> [THE PROBLEM]:
Copy every line of the data from the line containing "Tag every instance of the snowy" down to the line containing "Tag every instance of the wooden fence", both ends included, requests and all. Scale each point coordinate in the answers by 0.85 and round it to a whole number, with halves rounded up, and leave the pictures out of your copy.

> [DATA SECTION]:
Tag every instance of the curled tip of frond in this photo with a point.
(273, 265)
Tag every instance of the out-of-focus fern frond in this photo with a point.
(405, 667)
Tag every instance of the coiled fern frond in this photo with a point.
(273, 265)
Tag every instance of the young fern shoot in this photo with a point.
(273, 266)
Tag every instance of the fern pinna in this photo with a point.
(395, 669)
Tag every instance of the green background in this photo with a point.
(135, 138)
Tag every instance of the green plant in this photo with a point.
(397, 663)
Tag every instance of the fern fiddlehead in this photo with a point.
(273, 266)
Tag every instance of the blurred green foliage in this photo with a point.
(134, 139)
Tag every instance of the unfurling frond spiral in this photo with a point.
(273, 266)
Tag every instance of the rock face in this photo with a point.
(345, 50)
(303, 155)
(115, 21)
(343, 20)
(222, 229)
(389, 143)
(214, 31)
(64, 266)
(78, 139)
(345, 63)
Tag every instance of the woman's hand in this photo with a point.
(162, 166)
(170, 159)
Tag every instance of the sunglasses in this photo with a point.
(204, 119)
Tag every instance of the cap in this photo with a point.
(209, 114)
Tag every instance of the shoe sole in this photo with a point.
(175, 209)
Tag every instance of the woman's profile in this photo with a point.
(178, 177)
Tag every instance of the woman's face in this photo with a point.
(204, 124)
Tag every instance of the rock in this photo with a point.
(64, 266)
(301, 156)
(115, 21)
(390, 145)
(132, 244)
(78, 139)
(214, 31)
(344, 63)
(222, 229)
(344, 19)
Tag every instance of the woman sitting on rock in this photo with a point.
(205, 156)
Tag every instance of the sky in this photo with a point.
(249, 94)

...

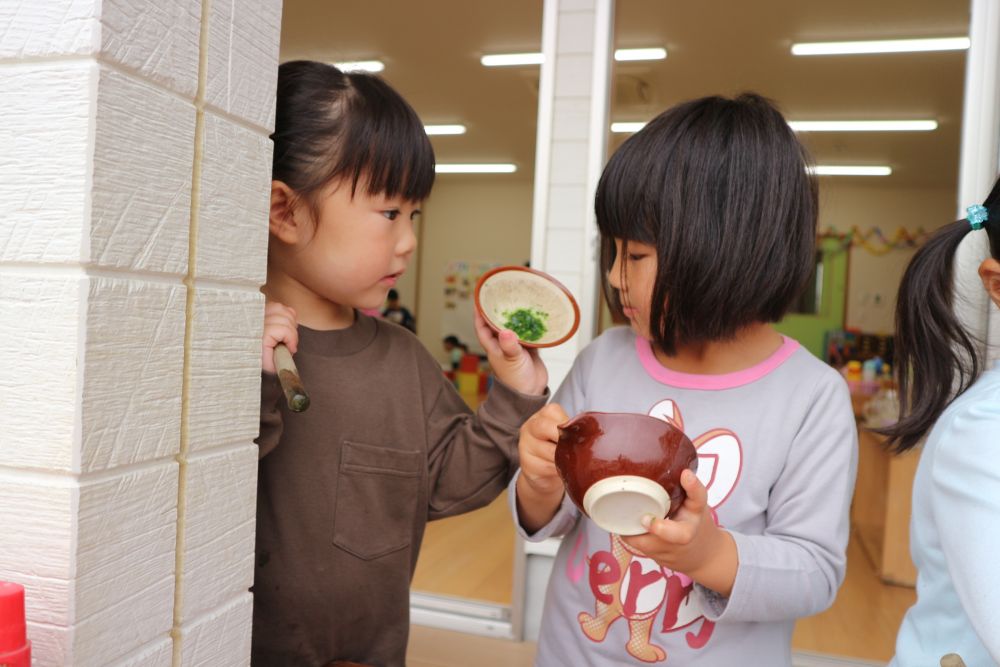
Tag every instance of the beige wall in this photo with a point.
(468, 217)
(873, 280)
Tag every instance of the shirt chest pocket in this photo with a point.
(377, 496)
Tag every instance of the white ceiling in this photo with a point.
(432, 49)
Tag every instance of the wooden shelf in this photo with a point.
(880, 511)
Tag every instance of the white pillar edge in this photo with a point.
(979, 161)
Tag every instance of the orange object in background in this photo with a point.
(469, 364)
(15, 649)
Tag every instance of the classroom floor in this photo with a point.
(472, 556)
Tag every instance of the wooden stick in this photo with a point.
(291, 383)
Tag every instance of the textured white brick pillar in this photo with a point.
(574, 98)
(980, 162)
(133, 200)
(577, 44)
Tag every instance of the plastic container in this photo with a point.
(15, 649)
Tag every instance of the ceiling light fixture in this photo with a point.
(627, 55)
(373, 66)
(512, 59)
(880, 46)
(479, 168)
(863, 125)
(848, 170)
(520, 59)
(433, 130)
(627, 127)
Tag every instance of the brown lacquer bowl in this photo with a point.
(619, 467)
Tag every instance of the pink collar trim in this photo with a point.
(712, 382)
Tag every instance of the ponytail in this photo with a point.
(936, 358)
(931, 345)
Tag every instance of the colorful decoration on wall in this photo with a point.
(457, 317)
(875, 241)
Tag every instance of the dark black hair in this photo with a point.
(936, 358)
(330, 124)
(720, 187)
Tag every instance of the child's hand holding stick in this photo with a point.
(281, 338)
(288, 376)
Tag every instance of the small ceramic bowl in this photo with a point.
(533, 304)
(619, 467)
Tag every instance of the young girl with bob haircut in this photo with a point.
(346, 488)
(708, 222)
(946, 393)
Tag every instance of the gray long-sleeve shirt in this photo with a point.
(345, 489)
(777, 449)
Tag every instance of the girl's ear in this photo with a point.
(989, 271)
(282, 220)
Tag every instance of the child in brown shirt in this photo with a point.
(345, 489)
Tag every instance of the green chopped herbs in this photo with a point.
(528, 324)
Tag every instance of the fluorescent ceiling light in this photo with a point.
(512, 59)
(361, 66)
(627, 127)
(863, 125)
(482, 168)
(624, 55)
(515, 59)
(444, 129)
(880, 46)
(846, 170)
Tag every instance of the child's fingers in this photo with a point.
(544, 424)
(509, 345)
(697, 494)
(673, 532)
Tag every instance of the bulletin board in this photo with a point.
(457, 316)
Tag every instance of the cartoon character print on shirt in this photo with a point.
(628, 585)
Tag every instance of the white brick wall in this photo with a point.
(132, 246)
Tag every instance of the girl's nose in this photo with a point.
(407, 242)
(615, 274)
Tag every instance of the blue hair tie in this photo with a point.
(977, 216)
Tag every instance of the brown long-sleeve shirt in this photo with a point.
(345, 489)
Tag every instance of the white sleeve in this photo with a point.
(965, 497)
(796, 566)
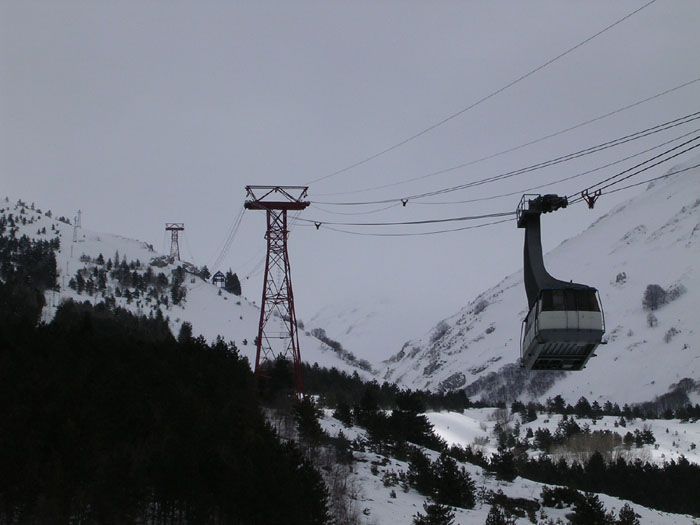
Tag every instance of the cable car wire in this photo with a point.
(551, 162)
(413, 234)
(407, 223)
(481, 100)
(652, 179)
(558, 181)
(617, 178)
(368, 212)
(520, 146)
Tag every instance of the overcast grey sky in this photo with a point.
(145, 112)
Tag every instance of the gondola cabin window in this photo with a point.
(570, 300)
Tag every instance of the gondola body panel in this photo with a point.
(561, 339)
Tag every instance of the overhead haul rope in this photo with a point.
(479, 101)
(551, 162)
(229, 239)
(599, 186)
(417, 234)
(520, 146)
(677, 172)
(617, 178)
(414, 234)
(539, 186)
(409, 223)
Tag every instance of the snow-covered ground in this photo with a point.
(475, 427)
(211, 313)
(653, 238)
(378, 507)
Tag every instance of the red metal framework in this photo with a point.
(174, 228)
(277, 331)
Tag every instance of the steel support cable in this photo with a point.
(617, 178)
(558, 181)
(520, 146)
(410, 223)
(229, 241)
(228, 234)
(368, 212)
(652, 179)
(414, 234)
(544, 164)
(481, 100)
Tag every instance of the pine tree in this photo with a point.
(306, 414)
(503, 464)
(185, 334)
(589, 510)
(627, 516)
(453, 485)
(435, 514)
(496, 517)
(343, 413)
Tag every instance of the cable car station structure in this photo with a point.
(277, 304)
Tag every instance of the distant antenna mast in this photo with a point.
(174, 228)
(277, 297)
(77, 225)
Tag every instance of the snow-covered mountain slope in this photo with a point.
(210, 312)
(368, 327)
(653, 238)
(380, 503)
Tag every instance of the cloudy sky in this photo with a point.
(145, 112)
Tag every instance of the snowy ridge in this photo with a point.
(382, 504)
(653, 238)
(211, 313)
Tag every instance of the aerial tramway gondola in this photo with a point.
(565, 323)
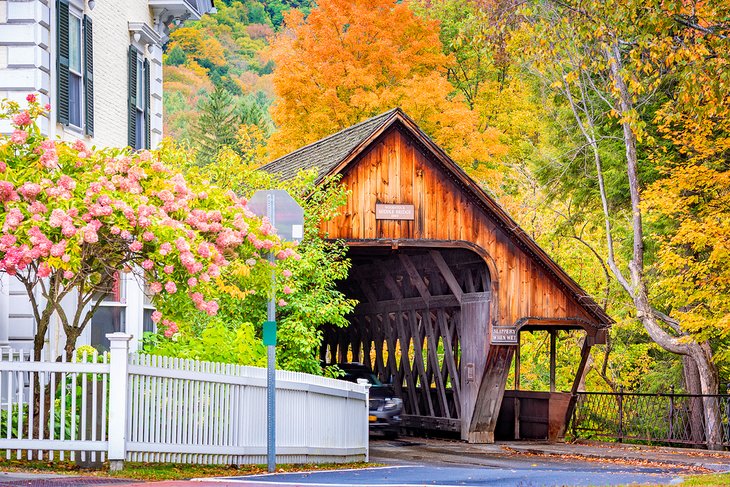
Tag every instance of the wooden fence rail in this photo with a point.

> [IN RESPONSE]:
Tag every instance of the snowy ridge in this photo with a point.
(325, 428)
(555, 202)
(179, 266)
Tag every instance of the aerial tramway gondola in this photo with a point.
(480, 275)
Tag every instance of the wooden fence rail in this photo with a point.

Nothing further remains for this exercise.